■ **AUFGABEN**
a. Schreib aus dem Forenauszug zur Dovecot-Quota den Abschnitt von "## hahni (9." bis einschließlich "empfohlen (Ubuntu 14.04)?" wortgetreu ab.
b. Welche Sätze im Forenauszug zur Dovecot-Quota enden mit einem Fragezeichen? Führe alle auf.
c. Schreib den Forenauszug zur Dovecot-Quota ab seinem Ende weiter.

■ **TEXTAUSZUG**
+++
Vielen lieben Dank, dass du dich bereiterklärt hast, mir dabei zu helfen. Allein der erste Befehl wird mit folgendem Fehler quittiert:
--
doveadm quota get -u '*'
doveadm(root): Fatal: Unknown command 'quota', but plugin quota exists. Try to set mail_plugins=quota
--


----------



## florian030 (6. Mai 2016)

Hast Du in der Dovecot-Config mail_plugins = $mail_plugins quota zu stehen? Wenn nein, mal anpassen, Dovecot neu starten und noch mal versuchen


----------



## hahni (6. Mai 2016)

Da sehe ich später einmal nach. Könnte dies auch der Grund sein, warum vollkommen falsche Speicherbelegungen angzeigt werden?


----------



## hahni (9. Mai 2016)

Ich habe verschiedene Anleitungen gefunden. Einmal, dass man den Eintrag in die "conf.d/10-mail.conf" hinzufügen soll und einmal, dass der Eintrag in der Hauptkonfiguration stehen soll. Was ist denn nun richtig und empfohlen (Ubuntu 14.04)?
+++
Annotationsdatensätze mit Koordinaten

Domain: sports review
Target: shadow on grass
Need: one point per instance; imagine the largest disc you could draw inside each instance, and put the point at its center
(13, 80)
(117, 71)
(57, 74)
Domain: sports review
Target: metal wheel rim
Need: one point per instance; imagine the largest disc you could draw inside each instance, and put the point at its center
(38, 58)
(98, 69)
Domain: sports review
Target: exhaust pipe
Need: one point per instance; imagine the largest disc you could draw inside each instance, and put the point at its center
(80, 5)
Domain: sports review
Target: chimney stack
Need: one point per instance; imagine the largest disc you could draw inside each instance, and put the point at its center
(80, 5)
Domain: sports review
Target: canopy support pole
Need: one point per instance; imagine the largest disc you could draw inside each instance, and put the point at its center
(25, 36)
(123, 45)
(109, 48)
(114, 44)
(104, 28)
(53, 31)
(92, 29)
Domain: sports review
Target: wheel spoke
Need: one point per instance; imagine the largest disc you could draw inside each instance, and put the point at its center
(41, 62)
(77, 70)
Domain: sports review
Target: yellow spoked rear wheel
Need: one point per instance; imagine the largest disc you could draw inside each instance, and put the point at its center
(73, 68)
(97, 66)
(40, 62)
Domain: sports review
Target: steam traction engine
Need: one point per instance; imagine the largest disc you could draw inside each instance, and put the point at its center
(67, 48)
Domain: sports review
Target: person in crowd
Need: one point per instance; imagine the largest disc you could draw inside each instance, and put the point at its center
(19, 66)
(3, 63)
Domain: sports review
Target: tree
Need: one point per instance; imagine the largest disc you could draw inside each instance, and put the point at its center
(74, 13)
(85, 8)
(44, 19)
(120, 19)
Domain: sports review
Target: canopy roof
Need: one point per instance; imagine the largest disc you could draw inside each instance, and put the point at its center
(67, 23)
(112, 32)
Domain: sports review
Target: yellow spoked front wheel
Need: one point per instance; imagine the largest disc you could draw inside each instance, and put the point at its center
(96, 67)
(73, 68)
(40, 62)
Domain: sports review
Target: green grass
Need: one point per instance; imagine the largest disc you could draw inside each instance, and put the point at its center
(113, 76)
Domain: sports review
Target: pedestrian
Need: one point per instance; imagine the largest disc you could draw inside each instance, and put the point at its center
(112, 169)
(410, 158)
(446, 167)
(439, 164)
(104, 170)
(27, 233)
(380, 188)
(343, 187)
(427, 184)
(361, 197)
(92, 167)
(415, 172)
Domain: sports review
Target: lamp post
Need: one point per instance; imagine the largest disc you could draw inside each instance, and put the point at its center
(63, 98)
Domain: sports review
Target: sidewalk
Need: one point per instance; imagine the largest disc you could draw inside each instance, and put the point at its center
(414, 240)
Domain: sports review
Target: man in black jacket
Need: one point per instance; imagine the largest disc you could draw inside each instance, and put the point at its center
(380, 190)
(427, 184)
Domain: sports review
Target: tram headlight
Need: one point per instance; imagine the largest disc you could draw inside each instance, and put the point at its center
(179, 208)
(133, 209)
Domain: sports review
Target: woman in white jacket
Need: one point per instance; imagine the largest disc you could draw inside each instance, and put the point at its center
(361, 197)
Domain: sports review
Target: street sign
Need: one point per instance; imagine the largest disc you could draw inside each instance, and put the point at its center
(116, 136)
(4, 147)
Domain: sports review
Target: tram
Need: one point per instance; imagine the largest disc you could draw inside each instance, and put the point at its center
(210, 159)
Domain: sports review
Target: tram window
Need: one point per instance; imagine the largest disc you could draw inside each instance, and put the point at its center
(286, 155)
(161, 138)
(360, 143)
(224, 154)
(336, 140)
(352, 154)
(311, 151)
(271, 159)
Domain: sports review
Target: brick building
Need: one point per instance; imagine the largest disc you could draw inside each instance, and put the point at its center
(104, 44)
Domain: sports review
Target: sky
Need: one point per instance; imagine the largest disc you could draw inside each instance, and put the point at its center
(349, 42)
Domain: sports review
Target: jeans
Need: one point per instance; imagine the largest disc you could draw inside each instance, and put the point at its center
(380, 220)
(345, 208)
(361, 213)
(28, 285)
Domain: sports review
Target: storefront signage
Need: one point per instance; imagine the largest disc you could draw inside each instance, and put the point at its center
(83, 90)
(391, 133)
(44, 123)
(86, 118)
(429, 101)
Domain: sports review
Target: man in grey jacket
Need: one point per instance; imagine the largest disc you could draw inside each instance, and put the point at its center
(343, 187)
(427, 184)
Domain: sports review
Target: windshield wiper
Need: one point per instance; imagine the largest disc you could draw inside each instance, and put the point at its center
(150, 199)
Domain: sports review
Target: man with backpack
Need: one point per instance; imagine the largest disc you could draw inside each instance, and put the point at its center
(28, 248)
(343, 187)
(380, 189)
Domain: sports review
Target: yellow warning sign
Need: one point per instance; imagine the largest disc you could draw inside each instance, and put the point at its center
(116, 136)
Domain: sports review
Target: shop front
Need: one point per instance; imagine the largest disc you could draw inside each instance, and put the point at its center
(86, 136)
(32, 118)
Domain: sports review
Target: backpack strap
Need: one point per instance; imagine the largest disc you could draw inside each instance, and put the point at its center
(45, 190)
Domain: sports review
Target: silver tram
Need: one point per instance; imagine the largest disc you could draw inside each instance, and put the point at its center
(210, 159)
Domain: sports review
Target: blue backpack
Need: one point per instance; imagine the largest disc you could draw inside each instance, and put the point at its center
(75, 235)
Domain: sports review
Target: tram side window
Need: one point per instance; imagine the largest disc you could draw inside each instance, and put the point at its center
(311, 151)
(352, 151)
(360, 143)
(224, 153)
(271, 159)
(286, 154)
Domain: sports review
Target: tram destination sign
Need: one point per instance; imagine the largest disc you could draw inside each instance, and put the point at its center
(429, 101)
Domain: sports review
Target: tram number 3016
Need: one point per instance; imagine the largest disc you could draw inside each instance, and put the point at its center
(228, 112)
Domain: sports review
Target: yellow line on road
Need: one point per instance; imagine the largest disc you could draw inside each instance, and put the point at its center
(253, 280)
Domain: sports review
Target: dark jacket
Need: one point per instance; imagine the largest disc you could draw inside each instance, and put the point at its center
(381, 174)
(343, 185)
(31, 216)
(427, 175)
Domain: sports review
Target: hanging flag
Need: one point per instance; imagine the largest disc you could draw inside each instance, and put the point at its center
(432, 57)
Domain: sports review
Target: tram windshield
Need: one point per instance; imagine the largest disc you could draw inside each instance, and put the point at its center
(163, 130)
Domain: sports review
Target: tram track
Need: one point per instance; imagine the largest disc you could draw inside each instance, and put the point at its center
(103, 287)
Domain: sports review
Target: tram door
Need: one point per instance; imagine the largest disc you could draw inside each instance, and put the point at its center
+++
■ **LÖSUNGEN**
a.
## hahni (9. Mai 2016)

Ich habe verschiedene Anleitungen gefunden. Einmal, dass man den Eintrag in die "conf.d/10-mail.conf" hinzufügen soll und einmal, dass der Eintrag in der Hauptkonfiguration stehen soll. Was ist denn nun richtig und empfohlen (Ubuntu 14.04)?

b.
- Hast Du in der Dovecot-Config mail_plugins = $mail_plugins quota zu stehen?
- Könnte dies auch der Grund sein, warum vollkommen falsche Speicherbelegungen angzeigt werden?
- Was ist denn nun richtig und empfohlen (Ubuntu 14.04)?

c.
----------



## florian030 (10. Mai 2016)

conf.d/* wird nicht benutzt. ISPConfig schreibt alles nach dovecot.conf


----------



## hahni (13. Mai 2016)

In der /etc/dovecot/dovecot.conf steht beispielsweise:
--
protocol imap {
  mail_plugins = quota imap_quota
}
protocol pop3 {
  pop3_uidl_format = %08Xu%08Xv
  mail_plugins = quota
}
--
Dort muss das dann jeweils eingebettet werden? Zudem gibt es noch eine /etc/init/dovecot.conf.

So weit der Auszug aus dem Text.